Dataset extracts labeled with boxes
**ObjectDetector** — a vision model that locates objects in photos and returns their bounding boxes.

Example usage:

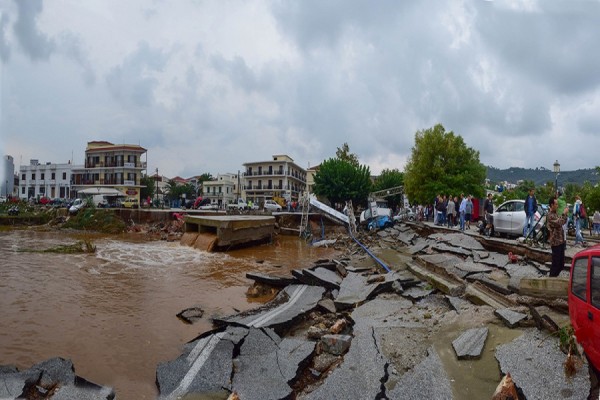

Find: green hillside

[487,167,600,186]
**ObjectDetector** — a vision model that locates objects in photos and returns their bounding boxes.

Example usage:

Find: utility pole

[154,167,158,208]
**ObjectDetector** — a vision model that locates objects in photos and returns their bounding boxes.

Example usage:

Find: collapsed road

[157,225,596,400]
[0,220,597,400]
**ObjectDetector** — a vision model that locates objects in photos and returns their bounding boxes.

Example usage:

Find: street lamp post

[554,160,560,196]
[154,168,158,208]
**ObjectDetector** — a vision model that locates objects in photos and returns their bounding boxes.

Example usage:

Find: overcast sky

[0,0,600,177]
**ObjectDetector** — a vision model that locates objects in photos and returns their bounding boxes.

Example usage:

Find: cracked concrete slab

[214,285,325,328]
[431,243,472,257]
[0,357,115,400]
[298,298,412,400]
[232,328,315,399]
[496,329,591,399]
[156,327,248,400]
[334,272,379,310]
[452,328,489,360]
[246,272,298,287]
[494,308,527,329]
[386,346,452,400]
[302,267,342,289]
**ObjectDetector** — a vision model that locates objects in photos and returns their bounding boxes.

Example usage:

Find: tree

[335,143,360,168]
[404,124,486,204]
[373,168,404,209]
[314,158,371,205]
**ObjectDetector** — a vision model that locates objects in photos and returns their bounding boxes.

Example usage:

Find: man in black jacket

[523,188,537,238]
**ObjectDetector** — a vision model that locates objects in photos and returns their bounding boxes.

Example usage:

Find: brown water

[0,230,334,399]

REQUIREMENT — Write out the lines above again, swapping "vision model" for "image model" everywhere and keeping all else the same. Leave out the pictures.

WRITTEN ANSWER —
**ObjectDetector** — a image model that locates objects in photos and returns their bounding boxes.

Example usage:


Find: green hillside

[487,167,600,186]
**ObjectDetector** — a image model that locates objects in photos and returns their bounding boxes.

Example usage:

Find: utility pole

[154,167,158,208]
**ObjectDetector** — a image model that locates objects in photos and returns their bounding boxes.

Example usage:

Find: collapsed road

[157,225,596,400]
[0,220,597,400]
**ObjectDetector** — a image model that locates objects in photos and returns their bounding boxes.

Example usage:

Find: street lamp post

[554,160,560,196]
[154,168,158,208]
**ObjectDetector** — a image model that locates objects in photos and returns their bounding boxes.

Example usage:

Find: overcast sky

[0,0,600,177]
**ObjectDetector** — a image model that locates objects in photos and returns their bounding boxes.

Example usage:

Find: cracked concrete slab

[214,285,325,328]
[431,243,472,257]
[0,357,115,400]
[298,298,412,400]
[232,328,315,399]
[496,329,591,399]
[156,327,248,400]
[334,272,379,310]
[452,328,489,360]
[246,272,298,287]
[494,308,527,329]
[386,346,452,400]
[302,267,342,289]
**ObjectDetector** — a image model that locates objects in photos and returns their bounding boxes.

Example usage:

Find: tree

[335,143,360,168]
[404,124,486,204]
[373,168,404,209]
[314,158,371,205]
**ObjectDetector** — a image model that locates objects in photos and returns their bounding boxes.

Example usage:

Find: man in black jacket

[523,188,537,238]
**ObjectDetector** — a image model that locates objects in photos and returns their bounding boxes.

Example usage:

Find: brown water

[0,230,334,399]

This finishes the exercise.